__PROVIDED PASSAGE__.
───
In some countries, this held true even of the novel: In Tolstoy’s Russia, only 20% of the population could read. That is why he refers, quite casually, to the pictographic signs above stores and eateries in his Sevastopol Sketches—the same sort of signs that used to be current in 16th century England. (The Mermaid Tavern had a painted mermaid for its sign, not the words “Mermaid Tavern.”) Tolstoy’s abandonment of the novel grew out of this sense that he was writing “for St. Petersberg”–that is, for the tiny Europeanized Russian intelligentsia of the cities, and not for the Russian people themselves.

The rise of universal education and universal literacy, coupled with the 20th century’s population explosion, resulted in a vast number of people entering the pool of readers. “Genre” and other kinds of fiction took off as commercial commodities, and the industrialized mode of book production, centered in New York City, arose in response. The same kind of “literature” that dominates bestseller lists to this day: stories told in language that doesn’t tax the attention. This last is a key element; you praise a prose storyteller highly when you say that his or her language “disappears.” Even literary-fiction writers are praised for “spare, economical” prose, which usually means no metaphors or Cormac McCarthyesque flights of purple description, and few subordinate clauses.

What happened to poetry during this time? It got weirder and rhymed less, as if actively trying to lose a popularity contest. The Modernists do get blamed a lot; but the truth is that the Modernists were the last batch of poets to own their elite status and savor their small, select company. For this was the fate of the rest of the 20th century’s major poets and movements, too—yes, even the Beats, even the plainspoken accessibles—but these others operated under various delusions: That poetry could effect foreign policy (we left Vietnam when we left it, not when the poets told us to), say, or that poetry could “speak to everyday folks.”
───
__RECORDED INFORMATION__.
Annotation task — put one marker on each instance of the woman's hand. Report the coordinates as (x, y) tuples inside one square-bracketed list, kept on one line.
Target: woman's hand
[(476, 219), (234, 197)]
───
__WORK INSTRUCTIONS__.
Transcribe the stretch from "In some countries, this" through "Russian people themselves." in the passage above on literacy, fiction, and poetry.

__WRITTEN SOLUTION__.
In some countries, this held true even of the novel: In Tolstoy’s Russia, only 20% of the population could read. That is why he refers, quite casually, to the pictographic signs above stores and eateries in his Sevastopol Sketches—the same sort of signs that used to be current in 16th century England. (The Mermaid Tavern had a painted mermaid for its sign, not the words “Mermaid Tavern.”) Tolstoy’s abandonment of the novel grew out of this sense that he was writing “for St. Petersberg”–that is, for the tiny Europeanized Russian intelligentsia of the cities, and not for the Russian people themselves.